__Problem 1__
Could you arrange everything in the records below, from the line containing "In this exercise you will mark the red skirt" down to the end of the records, as a JSON list of strings with one string per line, skipping blank lines and leaving out the pictures?

S&C at the USport Level (an interview)


Hi everyone, I was recently asked to answer a few questions by a colleague. I thought it would be worthwhile to share with you all as well. Enjoy!

How did you get started in S&C at the University level?

My professional sport career ended and I had the a one way ticket anywhere. It took me back to my alma mater where I knew I had the chance to volunteer as a sport and strength and conditioning coach. I had already determined that this path the direction I wanted to pursue, but my release from my contract fast tracked it. From there, I picked up a few more teams for little to no money and did well enough to earn a full time position [also for little to no money] with all varsity teams. At that point, I turned down opportunities to “chase the dream”, and go to another training camp in the CFL.

What caught your interest to go into the S&C profession? Was it one mentor, prof, experience?

__Problem 2__
Can you repeat the S&C interview above word for word, in full?

__Stored records__

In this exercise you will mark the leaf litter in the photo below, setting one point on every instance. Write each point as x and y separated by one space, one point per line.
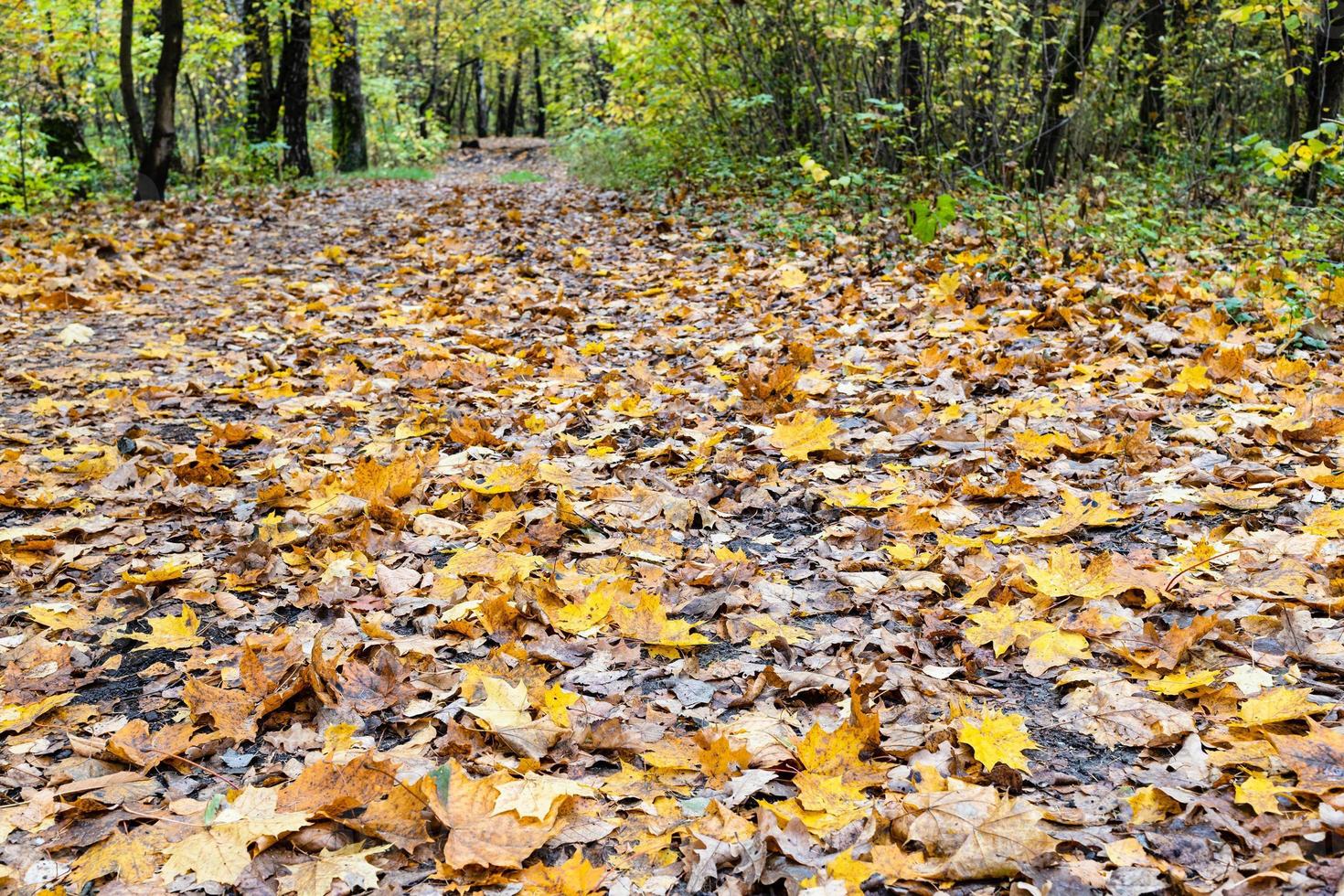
471 536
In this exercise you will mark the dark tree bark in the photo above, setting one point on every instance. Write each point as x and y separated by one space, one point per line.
1061 86
511 109
293 85
163 136
539 131
1324 89
500 111
483 109
59 125
349 142
428 103
262 97
1152 108
910 86
125 63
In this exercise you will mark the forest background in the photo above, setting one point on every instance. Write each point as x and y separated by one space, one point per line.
1141 126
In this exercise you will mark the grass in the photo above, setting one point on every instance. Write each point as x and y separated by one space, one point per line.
520 177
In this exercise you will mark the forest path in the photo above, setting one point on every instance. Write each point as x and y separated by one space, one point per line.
520 478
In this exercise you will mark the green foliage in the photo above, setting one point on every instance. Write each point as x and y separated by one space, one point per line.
617 157
925 220
520 177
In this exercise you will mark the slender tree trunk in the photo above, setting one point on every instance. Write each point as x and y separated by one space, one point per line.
197 128
910 88
500 91
59 125
433 76
293 85
1324 89
1152 108
125 62
483 111
1061 88
163 136
349 142
539 131
511 109
262 100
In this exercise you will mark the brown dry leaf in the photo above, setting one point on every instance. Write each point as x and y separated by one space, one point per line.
476 836
144 749
974 833
219 850
328 789
348 864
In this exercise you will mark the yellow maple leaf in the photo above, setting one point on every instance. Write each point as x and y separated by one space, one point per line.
1003 627
768 630
1278 704
1148 805
16 716
572 878
219 852
1040 446
169 633
997 738
1191 379
1052 649
557 703
1261 793
589 614
507 710
1078 511
803 434
1179 683
167 571
507 477
1064 577
348 864
535 795
847 869
646 621
791 277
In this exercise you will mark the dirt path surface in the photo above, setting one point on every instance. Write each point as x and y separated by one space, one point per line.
485 534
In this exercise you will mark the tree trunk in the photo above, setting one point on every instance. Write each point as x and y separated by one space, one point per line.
511 109
125 63
59 125
1152 108
293 85
1061 88
262 100
163 137
500 109
433 77
539 131
349 143
483 111
1324 89
910 88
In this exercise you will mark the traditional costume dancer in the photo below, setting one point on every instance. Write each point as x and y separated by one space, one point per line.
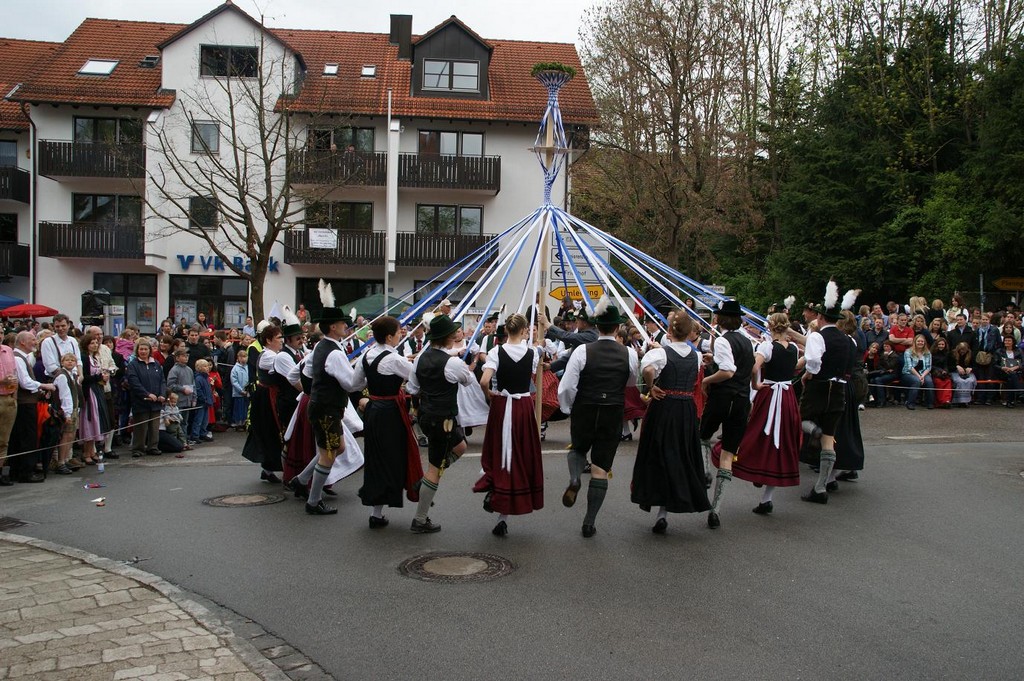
728 396
391 448
263 444
669 470
436 377
332 381
769 452
513 473
592 391
827 358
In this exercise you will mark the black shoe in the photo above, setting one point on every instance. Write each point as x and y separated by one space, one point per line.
321 509
568 497
816 497
425 527
297 488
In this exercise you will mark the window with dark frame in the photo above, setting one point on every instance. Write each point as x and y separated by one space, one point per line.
440 220
206 137
348 216
222 60
451 142
203 212
451 75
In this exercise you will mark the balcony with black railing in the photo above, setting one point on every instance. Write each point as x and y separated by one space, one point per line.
367 248
62 159
14 184
427 171
324 167
13 259
433 171
91 240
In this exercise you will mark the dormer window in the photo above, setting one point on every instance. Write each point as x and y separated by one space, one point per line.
451 76
97 68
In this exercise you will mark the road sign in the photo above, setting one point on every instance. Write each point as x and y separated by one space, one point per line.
574 294
1010 284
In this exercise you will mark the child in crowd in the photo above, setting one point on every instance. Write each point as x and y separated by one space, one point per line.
240 396
171 420
71 398
204 399
181 381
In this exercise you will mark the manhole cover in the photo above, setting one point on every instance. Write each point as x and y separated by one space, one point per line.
233 501
453 567
10 523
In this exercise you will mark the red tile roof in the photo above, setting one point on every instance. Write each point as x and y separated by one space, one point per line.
514 96
18 60
57 80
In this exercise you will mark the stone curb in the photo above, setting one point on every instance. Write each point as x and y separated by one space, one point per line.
247 652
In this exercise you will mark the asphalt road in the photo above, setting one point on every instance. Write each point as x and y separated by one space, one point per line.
912 572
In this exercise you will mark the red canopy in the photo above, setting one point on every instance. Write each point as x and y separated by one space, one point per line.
28 309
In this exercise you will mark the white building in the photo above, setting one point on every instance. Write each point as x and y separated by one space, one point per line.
122 120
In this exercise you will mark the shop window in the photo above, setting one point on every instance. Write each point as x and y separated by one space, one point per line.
220 60
206 137
432 219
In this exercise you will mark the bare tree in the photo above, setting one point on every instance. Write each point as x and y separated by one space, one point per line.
230 184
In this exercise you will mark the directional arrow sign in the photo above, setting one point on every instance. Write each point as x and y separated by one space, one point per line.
574 293
1010 284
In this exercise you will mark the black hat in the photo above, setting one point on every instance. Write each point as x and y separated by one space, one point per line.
728 308
441 327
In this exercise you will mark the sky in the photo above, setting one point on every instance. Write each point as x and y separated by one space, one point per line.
552 20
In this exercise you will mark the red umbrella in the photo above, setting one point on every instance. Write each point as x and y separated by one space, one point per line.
28 309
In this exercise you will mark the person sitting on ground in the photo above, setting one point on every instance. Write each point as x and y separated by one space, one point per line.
918 373
965 380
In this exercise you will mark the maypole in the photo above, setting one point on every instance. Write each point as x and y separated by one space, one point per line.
551 155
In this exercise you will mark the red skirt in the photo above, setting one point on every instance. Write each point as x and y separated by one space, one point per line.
758 460
519 490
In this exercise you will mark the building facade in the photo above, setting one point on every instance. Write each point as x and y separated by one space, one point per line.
151 154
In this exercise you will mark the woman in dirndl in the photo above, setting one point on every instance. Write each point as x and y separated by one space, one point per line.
263 445
669 472
391 450
513 473
769 452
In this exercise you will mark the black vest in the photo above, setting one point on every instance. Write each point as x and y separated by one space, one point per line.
326 390
603 378
378 384
836 360
514 376
782 365
437 396
742 356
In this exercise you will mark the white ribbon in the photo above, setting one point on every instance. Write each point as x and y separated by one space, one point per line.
507 427
774 422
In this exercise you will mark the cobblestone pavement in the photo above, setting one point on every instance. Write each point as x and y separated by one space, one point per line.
67 614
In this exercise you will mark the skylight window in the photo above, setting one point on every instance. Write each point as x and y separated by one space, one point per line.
98 68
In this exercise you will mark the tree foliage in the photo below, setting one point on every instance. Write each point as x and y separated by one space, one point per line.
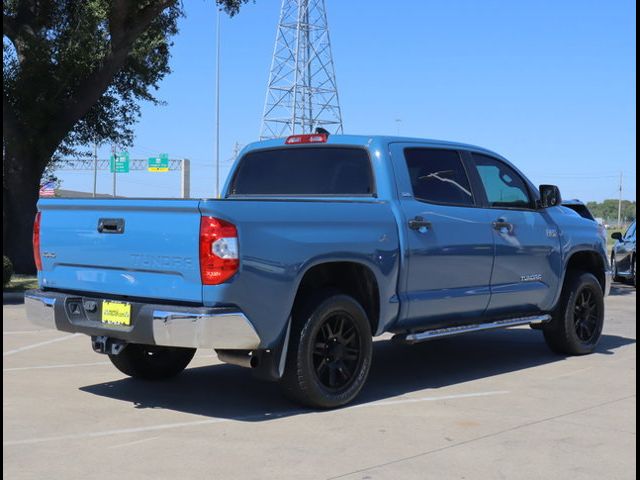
75 73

__Finished answer 1__
[
  "In this exercise you will mark the red skirt in the photo above, setting one point on every instance. Write each point as x and y separated by one space, one point per line.",
  "758 460",
  "519 490",
  "In this exercise you will mark the building facade in the photo above, setting one point on every instance. Write each point as x and y separated by one space, one point per line.",
  "151 154",
  "In this exercise you will mark the woman in dirndl in the photo above, setting one point on every instance. Write each point as x and y separated by one space, one point per line.",
  "263 445",
  "669 472",
  "391 450",
  "513 473",
  "769 452",
  "In this exercise you will mark the black vest in the photo above, setting one point on every instance. Write each point as x and y separated by one space, one point per line.",
  "326 390",
  "603 378",
  "378 384",
  "836 360",
  "514 376",
  "782 365",
  "437 396",
  "742 356",
  "In this exercise you will mark the white ribbon in the photo above, setting one point on every instance. Write each point as x and y separated by one space, one point per line.",
  "507 427",
  "774 422",
  "In this exercise you will mark the cobblestone pavement in the photo above, setting one point on every instance. Write each point as x and y separated by one space, one point per line.",
  "67 614",
  "In this exercise you will mark the skylight window in the photo above, setting one point on every instance. Write each point as x and y separated by one space, one point per line.",
  "98 68",
  "In this exercise you will mark the tree foliage in the photo below, setting one point on every instance. Write each point as x and y separated by one space, one point per line.",
  "75 73"
]

__Finished answer 2__
S&C at the USport Level (an interview)


Hi everyone, I was recently asked to answer a few questions by a colleague. I thought it would be worthwhile to share with you all as well. Enjoy!

How did you get started in S&C at the University level?

My professional sport career ended and I had the a one way ticket anywhere. It took me back to my alma mater where I knew I had the chance to volunteer as a sport and strength and conditioning coach. I had already determined that this path the direction I wanted to pursue, but my release from my contract fast tracked it. From there, I picked up a few more teams for little to no money and did well enough to earn a full time position [also for little to no money] with all varsity teams. At that point, I turned down opportunities to “chase the dream”, and go to another training camp in the CFL.

What caught your interest to go into the S&C profession? Was it one mentor, prof, experience?